EXTRACTED TEXT
Results and discussion
The comparison of crystal structures of TiN, as-prepared IrO2, and TiN/IrO2 nanoparticles is shown in Fig. 2. The diffraction peaks in XRD pattern (Fig. 2a) of TiN nanoparticles, centered at 36.7°, 42.6°, 61.8°, 74.1°, and 77.9°, belong to (111), (200), (220), (311), and (222) planes of TiN (the face-centered cubic structure, PDF#38-1420) [25]. In addition, the broad diffraction peak at 24.6° was also observed, indicating the existence of carbon in the purchased TiN powders. The pattern of the pure IrO2 prepared following the similar protocol exhibited several faint and broad peaks implying its weak crystallinity because of the low calcination temperature (i.e., 200 °C). It was clearly seen that the characteristic diffraction peaks of TiN/IrO2-31 sample were fully consistent with the features of the TiN support except for the lower peak intensity which was attributed to the covering or mingled effect of the lowly crystallized IrO2 on TiN crystal surface. It displayed that the as-prepared TiN/IrO2 material was a composite of IrO2 and TiN with a certain amount of carbon. Raman spectra (Fig. 2b) further confirm the existence of carbon in the commercial TiN powders that may be caused by the preparation process. In addition to the response peaks of TiN phase distributed in the wavenumber from 100 to 1000 cm−1, the two characteristic peaks at about 1356 cm−1 and 1590 cm−1 for D band and G band, respectively, for carbon were visible in the enlarged spectra (inset). And the peak intensity ratio (ID/IG), which was usually applied as a parameter to evaluate the crystallization degree of carbon materials, was 0.92 indicating the coexistence of the disordered carbon and ordered carbon.

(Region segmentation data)
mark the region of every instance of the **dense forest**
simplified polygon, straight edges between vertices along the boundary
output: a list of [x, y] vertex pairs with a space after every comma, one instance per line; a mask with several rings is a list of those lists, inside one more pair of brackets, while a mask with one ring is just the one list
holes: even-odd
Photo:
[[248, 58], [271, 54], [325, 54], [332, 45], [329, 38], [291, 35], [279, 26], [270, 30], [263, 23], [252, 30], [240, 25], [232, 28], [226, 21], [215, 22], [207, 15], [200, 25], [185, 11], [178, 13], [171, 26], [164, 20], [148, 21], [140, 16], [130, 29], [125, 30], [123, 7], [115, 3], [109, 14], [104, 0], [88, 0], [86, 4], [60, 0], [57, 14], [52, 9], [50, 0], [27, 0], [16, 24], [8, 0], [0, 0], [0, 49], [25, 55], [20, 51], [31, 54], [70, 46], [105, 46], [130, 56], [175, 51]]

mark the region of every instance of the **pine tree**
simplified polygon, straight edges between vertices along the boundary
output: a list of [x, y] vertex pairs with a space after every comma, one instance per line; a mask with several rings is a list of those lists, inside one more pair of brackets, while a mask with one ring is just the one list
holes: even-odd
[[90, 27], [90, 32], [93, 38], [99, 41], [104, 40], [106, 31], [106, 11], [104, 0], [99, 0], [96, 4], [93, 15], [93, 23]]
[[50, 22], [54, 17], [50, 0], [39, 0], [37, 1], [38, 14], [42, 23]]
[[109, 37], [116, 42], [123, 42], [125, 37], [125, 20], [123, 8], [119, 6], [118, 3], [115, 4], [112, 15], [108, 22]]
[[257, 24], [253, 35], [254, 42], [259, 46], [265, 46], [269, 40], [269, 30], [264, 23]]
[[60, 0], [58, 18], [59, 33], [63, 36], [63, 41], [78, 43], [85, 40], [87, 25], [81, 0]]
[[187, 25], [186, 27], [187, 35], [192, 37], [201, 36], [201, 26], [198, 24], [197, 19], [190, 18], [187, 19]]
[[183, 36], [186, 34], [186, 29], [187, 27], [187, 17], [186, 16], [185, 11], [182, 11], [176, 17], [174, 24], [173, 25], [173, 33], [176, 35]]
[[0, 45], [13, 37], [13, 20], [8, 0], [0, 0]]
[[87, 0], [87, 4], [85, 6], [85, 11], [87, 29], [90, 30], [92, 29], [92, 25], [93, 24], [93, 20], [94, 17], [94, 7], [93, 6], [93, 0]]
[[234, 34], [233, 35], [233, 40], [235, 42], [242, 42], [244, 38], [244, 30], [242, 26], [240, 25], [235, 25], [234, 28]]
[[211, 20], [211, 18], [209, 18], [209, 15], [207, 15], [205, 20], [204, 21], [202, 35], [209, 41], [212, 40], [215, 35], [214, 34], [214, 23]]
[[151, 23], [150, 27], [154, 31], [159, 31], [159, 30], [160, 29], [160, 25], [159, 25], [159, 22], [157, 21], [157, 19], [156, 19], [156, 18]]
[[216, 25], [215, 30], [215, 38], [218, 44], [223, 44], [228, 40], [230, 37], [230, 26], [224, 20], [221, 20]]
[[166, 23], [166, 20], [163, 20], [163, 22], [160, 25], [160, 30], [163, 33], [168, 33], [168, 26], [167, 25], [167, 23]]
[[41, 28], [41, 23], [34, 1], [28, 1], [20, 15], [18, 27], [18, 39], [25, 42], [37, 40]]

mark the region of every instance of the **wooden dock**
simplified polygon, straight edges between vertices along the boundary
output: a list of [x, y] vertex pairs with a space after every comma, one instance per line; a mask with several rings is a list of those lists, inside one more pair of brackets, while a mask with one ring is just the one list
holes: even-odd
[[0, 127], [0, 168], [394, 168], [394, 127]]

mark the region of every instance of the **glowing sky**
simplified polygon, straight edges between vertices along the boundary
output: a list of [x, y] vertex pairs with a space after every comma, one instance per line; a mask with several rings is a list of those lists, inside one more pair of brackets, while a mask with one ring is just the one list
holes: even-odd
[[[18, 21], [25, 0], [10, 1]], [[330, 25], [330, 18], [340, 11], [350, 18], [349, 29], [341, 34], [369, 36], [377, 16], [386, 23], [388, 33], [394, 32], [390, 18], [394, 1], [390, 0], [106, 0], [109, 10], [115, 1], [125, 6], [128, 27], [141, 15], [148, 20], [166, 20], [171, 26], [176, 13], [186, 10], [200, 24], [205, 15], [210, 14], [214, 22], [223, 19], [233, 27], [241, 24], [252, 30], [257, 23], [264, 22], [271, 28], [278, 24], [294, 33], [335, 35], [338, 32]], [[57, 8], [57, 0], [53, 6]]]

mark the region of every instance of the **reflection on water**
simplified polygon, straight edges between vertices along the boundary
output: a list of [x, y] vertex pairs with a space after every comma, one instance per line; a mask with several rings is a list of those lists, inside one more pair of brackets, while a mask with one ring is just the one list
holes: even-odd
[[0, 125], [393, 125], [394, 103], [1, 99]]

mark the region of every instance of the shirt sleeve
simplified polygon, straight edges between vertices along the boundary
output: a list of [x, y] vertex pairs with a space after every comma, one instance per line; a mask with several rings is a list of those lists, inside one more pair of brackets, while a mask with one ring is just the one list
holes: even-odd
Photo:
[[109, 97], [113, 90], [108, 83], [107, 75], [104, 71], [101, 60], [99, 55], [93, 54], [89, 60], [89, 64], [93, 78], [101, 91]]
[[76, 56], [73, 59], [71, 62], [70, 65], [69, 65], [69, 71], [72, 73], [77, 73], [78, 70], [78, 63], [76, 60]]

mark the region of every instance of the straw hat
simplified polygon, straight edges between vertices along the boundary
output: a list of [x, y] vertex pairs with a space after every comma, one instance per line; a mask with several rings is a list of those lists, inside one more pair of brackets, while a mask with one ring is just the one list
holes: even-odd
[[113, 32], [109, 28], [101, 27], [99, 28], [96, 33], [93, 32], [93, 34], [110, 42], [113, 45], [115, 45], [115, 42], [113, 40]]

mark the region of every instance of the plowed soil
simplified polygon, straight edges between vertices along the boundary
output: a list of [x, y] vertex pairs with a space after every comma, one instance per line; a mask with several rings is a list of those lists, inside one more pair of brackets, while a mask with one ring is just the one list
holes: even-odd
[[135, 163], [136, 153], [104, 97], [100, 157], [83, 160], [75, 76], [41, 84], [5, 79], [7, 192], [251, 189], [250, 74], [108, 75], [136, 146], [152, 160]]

STATED GOAL 1
Lay out as a numbered list the lines of the listing from the one containing "mark the region of every instance of the shirt" through the one containing "63], [76, 60]]", leaving out any blank lines.
STATED GOAL 2
Please proceed with the passage on TiN/IrO2 nanoparticles, picking up right after its last sentence.
The passage on TiN/IrO2 nanoparticles and the listing have no connection to each other.

REPLY 1
1. mark the region of every instance of the shirt sleeve
2. simplified polygon, straight edges between vertices along the boundary
3. output: a list of [x, y] vertex pairs with a space after every comma, one instance per line; a mask with several rings is a list of those lists, inside one more pair of brackets, while a mask with one ring is just the one list
4. holes: even-odd
5. Photo:
6. [[109, 97], [113, 90], [108, 83], [107, 75], [104, 71], [101, 60], [99, 55], [93, 54], [89, 60], [89, 64], [93, 78], [101, 91]]
7. [[76, 56], [73, 59], [71, 62], [70, 65], [69, 65], [69, 71], [72, 73], [77, 73], [78, 70], [78, 63], [76, 60]]

REPLY 2
a XRD patterns of the TiN, the obtained TiN/IrO2-31, and unsupported IrO2 nanoparticles. The straight lines show TiN (PDF#38-1420) and IrO2 (PDF#15-0870), respectively. b Raman spectra of the commercial TiN
The catalyst support provides a highly dispersed physical surface for the active component, and thus, excellent porous structure and high surface area are the crucial elements which should be considered for choosing a proper support material, and also the favorable factors for improving the performance of supported composite catalysts. N2 adsorption–desorption isotherms (Fig. 3a) of TiN, as-prepared TiN/IrO2-31, and unsupported IrO2 samples were identified as type IV isotherms with the hysteresis loop located in the relative pressure region of 0.70–0.95, suggesting the existence of mesoporous structures resulted from the stacked holes between the nanoparticles. Besides, BJH pore size distribution analysis based on the desorption branch (Fig. 3b) presented the quite broad pore diameter distributions of three samples ranged from 3 to 450 nm, implying the presence of macropores. Table 1 gives the corresponding physical data comparison for TiN, as-prepared TiN/IrO2-31, and unsupported IrO2 samples. In comparison with the unsupported IrO2 sample, the supported IrO2 exhibited a relative higher BET surface area, average pore size, and pore volume, which could be attributed to dispersion effect from the TiN carrier.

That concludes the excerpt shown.